Fragmento proporcionado:

•••

4) La renuncia de la derecha a dar la “batalla cultural”.
Desde los años 70, el terreno cultural ha sido dominado ampliamente por el
“progresismo”, asumido principalmente por los partidos de izquierda y de
extrema-izquierda y esto ha ocurrido, paradójicamente, en el momento en el que
iban cayendo, uno tras otro, todos los mitos de la ese sector político. Si eso
ha podido ser así es porque el “progresismo”, lejos de ser una “ideología” o
una “doctrina” es, sobre todo, una fe seudo-religiosa basada dos dogmas:
- el dogma de la “igualdad” que poco a poco se ha ido imponiendo en todos los terrenos, lo que implica la anulación de cualquier forma de jerarquía, de organicidad y de derecho a la diferencia.
- el dogma de que cualquier zona “nueva”, cualquier innovación y cualquier forma de “progreso” es siempre positiva, deseable y lleva a estadios superiores de convivencia y de civilización.

•••

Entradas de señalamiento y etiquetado

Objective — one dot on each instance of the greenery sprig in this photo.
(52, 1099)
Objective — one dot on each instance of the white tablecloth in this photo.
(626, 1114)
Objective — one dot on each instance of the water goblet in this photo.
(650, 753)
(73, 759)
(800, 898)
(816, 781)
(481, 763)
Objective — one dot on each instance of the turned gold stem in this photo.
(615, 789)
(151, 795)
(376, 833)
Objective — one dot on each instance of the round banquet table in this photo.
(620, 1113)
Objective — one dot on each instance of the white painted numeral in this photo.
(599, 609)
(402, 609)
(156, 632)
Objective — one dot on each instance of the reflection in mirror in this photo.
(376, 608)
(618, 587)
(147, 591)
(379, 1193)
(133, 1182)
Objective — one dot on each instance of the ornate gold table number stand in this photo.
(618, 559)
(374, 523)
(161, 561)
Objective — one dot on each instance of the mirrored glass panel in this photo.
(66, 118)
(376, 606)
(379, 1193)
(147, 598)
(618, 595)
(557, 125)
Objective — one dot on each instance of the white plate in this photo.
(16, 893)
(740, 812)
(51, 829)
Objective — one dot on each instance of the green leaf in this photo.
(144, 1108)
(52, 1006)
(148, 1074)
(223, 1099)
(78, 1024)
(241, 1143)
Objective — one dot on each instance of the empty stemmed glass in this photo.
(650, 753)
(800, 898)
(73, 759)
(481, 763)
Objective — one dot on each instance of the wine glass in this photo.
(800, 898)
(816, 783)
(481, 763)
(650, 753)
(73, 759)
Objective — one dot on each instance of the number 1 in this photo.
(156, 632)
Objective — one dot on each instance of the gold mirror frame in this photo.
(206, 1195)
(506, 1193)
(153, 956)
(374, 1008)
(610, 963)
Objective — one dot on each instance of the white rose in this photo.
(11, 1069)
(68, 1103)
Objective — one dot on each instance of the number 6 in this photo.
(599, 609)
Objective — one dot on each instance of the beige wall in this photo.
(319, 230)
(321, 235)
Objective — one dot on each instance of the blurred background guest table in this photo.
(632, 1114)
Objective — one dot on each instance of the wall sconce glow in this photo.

•••

Ejercicio breve 1: Transcribe sin cambios, del fragmento sobre el progresismo, la parte que comienza con las palabras que contienen "4) La renuncia" y concluye con "y de civilización.".
Ejercicio breve 2: Prolonga el fragmento sobre el progresismo a partir del punto en que se detiene.
Los datos constituyen un material independiente del fragmento.

Resultado obtenido 1:
4) La renuncia de la derecha a dar la “batalla cultural”.
Desde los años 70, el terreno cultural ha sido dominado ampliamente por el
“progresismo”, asumido principalmente por los partidos de izquierda y de
extrema-izquierda y esto ha ocurrido, paradójicamente, en el momento en el que
iban cayendo, uno tras otro, todos los mitos de la ese sector político. Si eso
ha podido ser así es porque el “progresismo”, lejos de ser una “ideología” o
una “doctrina” es, sobre todo, una fe seudo-religiosa basada dos dogmas:
- el dogma de la “igualdad” que poco a poco se ha ido imponiendo en todos los terrenos, lo que implica la anulación de cualquier forma de jerarquía, de organicidad y de derecho a la diferencia.
- el dogma de que cualquier zona “nueva”, cualquier innovación y cualquier forma de “progreso” es siempre positiva, deseable y lleva a estadios superiores de convivencia y de civilización.

Resultado obtenido 2:
Los dos dogmas puede calificarse de “falsos dogmas”: la “igualdad”
es pura ficción y lo que rige en la naturaleza es la ley de las desigualdades;
en cuando al dogma del “progreso” puede creerse solamente a base de considerar
que hoy nos encontramos en un estadio privilegia de civilización superior a
cualquier otro de la realidad, lo cual es manifiestamente falso: hoy, todos los
problema que aparecen en nuestra sociedad, no solamente son los mismos que hace
50 años, sino que además, se han centuplicado y, para colmo, han aparecido
problemas nuevos que, juntos, constituyen la “tormenta perfecta” que nos
permite decir que la seudo-religión “progresista” ha resultado nefasta y
nefanda para nuestro pueblo. Algo que, cada vez, sectores más amplios de la
sociedad empiezan a estar concienciados.
Vale la pena señalar cuáles son los “laboratorios ideológicos” del
progresismo: la casta funcionarial de la ONU y de sus agencias, especialmente,
de la UNESCO, que han asumido tareas que no
corresponden a sus estatutos fundacionales.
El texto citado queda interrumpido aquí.